■ **Records shown**:
——————————
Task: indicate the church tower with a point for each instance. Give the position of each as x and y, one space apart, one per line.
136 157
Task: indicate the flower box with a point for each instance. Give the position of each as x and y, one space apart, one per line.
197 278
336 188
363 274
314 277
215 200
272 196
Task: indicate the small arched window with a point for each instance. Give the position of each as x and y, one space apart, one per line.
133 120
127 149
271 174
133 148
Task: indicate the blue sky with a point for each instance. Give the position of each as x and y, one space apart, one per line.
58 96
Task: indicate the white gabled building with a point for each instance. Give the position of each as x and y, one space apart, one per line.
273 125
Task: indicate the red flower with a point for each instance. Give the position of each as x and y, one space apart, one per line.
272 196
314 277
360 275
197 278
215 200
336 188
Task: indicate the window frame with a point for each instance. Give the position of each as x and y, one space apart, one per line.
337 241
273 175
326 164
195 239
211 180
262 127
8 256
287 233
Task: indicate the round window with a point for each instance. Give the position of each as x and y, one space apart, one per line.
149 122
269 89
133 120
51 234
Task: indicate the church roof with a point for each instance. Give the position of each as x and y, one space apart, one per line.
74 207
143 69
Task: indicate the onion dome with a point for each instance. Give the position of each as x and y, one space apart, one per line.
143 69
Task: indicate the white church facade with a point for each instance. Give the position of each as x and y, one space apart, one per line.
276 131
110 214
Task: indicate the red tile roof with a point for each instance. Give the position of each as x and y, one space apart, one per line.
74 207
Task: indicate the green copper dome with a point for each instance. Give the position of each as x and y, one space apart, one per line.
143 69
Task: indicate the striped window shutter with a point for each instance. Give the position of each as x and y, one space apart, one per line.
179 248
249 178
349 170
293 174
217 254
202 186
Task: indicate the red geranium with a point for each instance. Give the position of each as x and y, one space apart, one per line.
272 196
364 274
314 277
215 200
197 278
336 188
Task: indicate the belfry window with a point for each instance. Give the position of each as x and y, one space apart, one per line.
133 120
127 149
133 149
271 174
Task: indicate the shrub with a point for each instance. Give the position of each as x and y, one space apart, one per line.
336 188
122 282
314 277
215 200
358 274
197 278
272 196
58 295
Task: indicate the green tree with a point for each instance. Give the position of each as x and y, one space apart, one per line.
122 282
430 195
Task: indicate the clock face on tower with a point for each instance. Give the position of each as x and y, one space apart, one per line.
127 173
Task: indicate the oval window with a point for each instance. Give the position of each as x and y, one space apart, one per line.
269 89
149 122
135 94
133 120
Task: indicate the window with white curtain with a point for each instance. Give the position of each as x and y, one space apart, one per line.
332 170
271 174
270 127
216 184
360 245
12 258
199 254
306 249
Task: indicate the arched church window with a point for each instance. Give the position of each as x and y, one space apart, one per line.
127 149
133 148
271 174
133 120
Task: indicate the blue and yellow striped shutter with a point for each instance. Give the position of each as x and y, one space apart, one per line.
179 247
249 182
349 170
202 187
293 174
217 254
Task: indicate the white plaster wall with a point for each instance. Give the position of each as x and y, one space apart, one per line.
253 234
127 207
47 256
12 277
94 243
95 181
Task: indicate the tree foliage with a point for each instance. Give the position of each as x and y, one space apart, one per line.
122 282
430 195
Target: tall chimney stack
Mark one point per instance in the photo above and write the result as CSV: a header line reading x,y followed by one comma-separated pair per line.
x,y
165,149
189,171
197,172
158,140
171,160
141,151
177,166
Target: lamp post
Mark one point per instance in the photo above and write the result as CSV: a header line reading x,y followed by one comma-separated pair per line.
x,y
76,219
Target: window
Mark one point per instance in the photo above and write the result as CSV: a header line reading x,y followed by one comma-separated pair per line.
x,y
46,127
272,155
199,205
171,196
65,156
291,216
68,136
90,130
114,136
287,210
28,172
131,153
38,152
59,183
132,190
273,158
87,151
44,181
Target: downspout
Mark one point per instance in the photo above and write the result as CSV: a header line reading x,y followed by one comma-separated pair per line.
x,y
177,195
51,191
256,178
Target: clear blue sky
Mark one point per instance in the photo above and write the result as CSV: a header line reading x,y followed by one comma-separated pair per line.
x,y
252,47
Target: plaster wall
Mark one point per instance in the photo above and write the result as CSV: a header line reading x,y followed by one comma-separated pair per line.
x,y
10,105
——————————
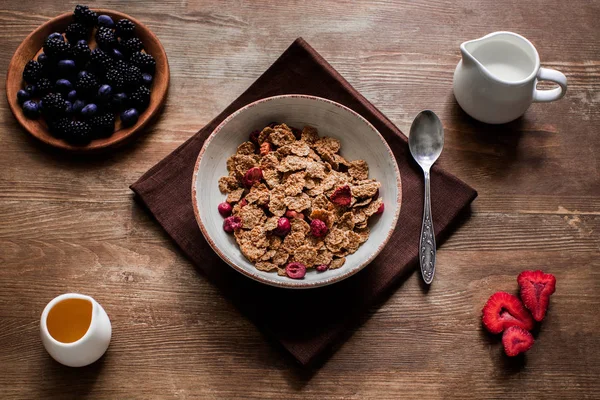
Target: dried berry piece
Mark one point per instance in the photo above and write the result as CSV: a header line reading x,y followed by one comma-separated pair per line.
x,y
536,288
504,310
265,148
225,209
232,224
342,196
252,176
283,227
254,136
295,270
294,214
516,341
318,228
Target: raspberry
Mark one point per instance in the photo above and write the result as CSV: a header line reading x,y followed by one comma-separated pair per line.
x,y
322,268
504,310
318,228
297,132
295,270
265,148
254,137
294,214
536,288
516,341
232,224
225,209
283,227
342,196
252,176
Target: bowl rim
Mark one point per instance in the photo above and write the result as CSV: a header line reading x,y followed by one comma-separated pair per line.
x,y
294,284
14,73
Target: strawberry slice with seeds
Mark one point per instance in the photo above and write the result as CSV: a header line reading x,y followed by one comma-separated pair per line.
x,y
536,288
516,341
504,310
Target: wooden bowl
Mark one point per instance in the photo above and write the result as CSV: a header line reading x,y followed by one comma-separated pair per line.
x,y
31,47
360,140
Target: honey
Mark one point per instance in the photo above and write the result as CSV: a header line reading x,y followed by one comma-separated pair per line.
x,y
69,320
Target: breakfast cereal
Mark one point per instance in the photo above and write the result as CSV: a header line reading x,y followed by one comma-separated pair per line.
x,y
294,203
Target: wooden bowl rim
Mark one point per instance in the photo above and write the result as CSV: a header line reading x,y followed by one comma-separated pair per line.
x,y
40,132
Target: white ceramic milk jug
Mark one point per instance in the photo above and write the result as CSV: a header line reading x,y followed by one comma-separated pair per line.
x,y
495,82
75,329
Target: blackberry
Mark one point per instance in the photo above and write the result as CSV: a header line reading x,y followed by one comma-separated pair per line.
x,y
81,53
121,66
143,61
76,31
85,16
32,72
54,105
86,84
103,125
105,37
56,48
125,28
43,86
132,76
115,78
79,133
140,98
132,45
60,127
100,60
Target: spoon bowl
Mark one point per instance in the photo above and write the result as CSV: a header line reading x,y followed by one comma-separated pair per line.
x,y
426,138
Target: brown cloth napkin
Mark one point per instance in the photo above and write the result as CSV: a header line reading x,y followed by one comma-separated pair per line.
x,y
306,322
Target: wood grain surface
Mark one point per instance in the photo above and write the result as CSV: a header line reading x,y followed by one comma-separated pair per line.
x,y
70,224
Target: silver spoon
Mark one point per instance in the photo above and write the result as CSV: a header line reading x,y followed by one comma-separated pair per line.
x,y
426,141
——————————
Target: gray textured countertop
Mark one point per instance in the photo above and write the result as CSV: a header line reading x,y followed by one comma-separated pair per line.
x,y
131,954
——————————
■ **Your instructions**:
Which lines in the items above contain the string "arched", counting only matches with the same capitalization? Copy each of those lines.

■ **Response for this exercise**:
Task: indicate the small arched window with a point for each instance. Give the position of each as x and y, one space apart, one per line.
Task: indicate the arched church window with a point for each instance. Give the position of each as x and y, one space apart, one per line.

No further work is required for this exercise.